---------- Extracted text

Automated alerting engine with 6 built-in analyzers that scan dataset rows for suspicious activity and produce scored, MITRE-tagged alerts. Full alert lifecycle (new → acknowledged → in-progress → resolved / false-positive), bulk operations, and configurable alert rules.

### Backend

**New service** — `backend/app/services/analyzers.py` (~350 lines):
- `BaseAnalyzer` ABC with `name`, `description`, and `async analyze(rows)` method
- 6 built-in analyzers:
  - **EntropyAnalyzer** — Shannon entropy on command_line/url/path fields, threshold 4.5, maps to T1027 (Obfuscated Files or Information)
  - **SuspiciousCommandAnalyzer** — 19 regex patterns (mimikatz, encoded PowerShell, schtasks, psexec, vssadmin, etc.) with per-pattern MITRE mappings
  - **NetworkAnomalyAnalyzer** — Beaconing detection (dst IP frequency), suspicious ports (4444, 5555, etc.), large transfers (>10 MB), maps to T1071/T1048/T1571
  - **FrequencyAnomalyAnalyzer** — Flags values <1% occurrence in process_name/username/event_type fields
  - **AuthAnomalyAnalyzer** — Brute force (>5 failed logins per user), unusual logon types (3=network, 10=RDP), maps to T1110/T1021
  - **PersistenceAnalyzer** — Registry Run keys, services, Winlogon, IFEO patterns, maps to T1547/T1543/T1546
- `run_all_analyzers(rows, analyzers?)` — runs all or selected analyzers, returns sorted `AlertCandidate` list

**New API route** — `backend/app/api/routes/alerts.py` (~300 lines):
- `GET /api/alerts` — list with filters (status, severity, analyzer, hunt_id, dataset_id)

--------------------

### Work to complete:
In the alerting engine description above, what Shannon entropy threshold does the EntropyAnalyzer use?

---------- Dataset

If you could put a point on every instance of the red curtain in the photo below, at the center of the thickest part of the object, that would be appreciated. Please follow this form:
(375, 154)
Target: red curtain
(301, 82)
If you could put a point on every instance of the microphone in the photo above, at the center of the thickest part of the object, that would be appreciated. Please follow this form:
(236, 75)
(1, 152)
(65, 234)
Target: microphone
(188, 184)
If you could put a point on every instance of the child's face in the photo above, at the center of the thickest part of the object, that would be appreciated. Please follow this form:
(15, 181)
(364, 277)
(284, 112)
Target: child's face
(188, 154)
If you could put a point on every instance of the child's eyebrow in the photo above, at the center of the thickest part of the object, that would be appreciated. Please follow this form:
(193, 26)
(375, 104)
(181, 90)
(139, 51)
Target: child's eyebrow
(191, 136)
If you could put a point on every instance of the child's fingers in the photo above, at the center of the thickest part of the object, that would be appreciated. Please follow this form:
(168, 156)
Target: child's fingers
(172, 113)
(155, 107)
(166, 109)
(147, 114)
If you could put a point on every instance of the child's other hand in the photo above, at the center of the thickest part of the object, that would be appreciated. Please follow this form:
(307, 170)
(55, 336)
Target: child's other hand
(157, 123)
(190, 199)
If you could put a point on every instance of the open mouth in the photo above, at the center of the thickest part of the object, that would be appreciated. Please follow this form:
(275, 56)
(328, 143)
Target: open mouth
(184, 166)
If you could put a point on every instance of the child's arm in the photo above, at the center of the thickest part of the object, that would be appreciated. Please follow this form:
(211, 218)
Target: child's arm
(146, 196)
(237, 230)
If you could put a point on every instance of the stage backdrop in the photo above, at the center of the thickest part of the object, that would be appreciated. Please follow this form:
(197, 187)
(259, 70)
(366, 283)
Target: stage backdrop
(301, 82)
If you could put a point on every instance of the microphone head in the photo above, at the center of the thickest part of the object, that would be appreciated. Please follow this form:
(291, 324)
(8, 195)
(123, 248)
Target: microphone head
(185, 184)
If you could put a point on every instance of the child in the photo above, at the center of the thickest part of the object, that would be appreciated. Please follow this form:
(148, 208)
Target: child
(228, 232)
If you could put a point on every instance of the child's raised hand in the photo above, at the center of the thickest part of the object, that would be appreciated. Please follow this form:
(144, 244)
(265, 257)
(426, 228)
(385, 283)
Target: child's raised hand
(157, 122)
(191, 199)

--------------------

### Output of the exercise:
4.5